• [Directions for this task]: Reproduce the lines below with "prompt" substituted for every "query" and nothing else altered. Leave the pictures out of your answer.
### Supplied material ###
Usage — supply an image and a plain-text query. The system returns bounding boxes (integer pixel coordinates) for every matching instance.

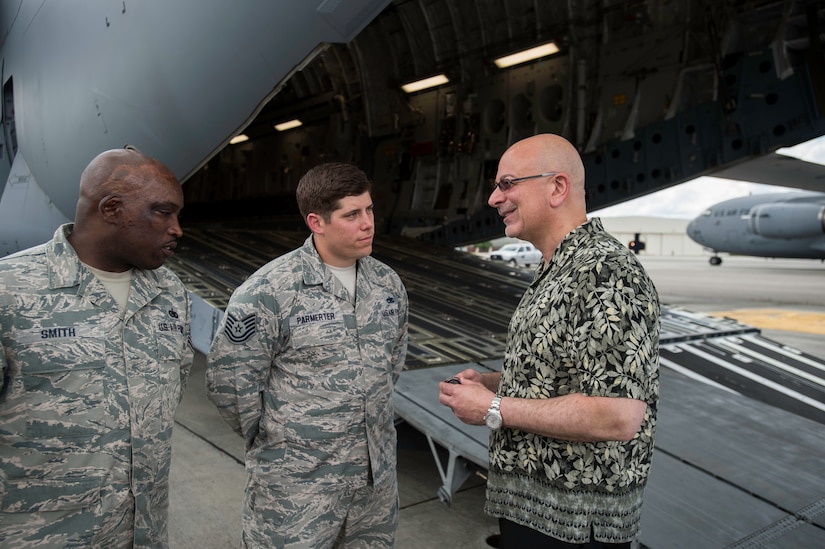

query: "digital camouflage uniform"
[485,218,660,543]
[0,224,193,549]
[206,236,408,547]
###
• [Solution to this task]:
Usage — supply an image and a plain-text prompt. The system returns bounding boxes (integer pixel coordinates) for every matching instance.


prompt: "digital camouflage uniform"
[485,218,660,543]
[0,224,193,549]
[206,236,408,547]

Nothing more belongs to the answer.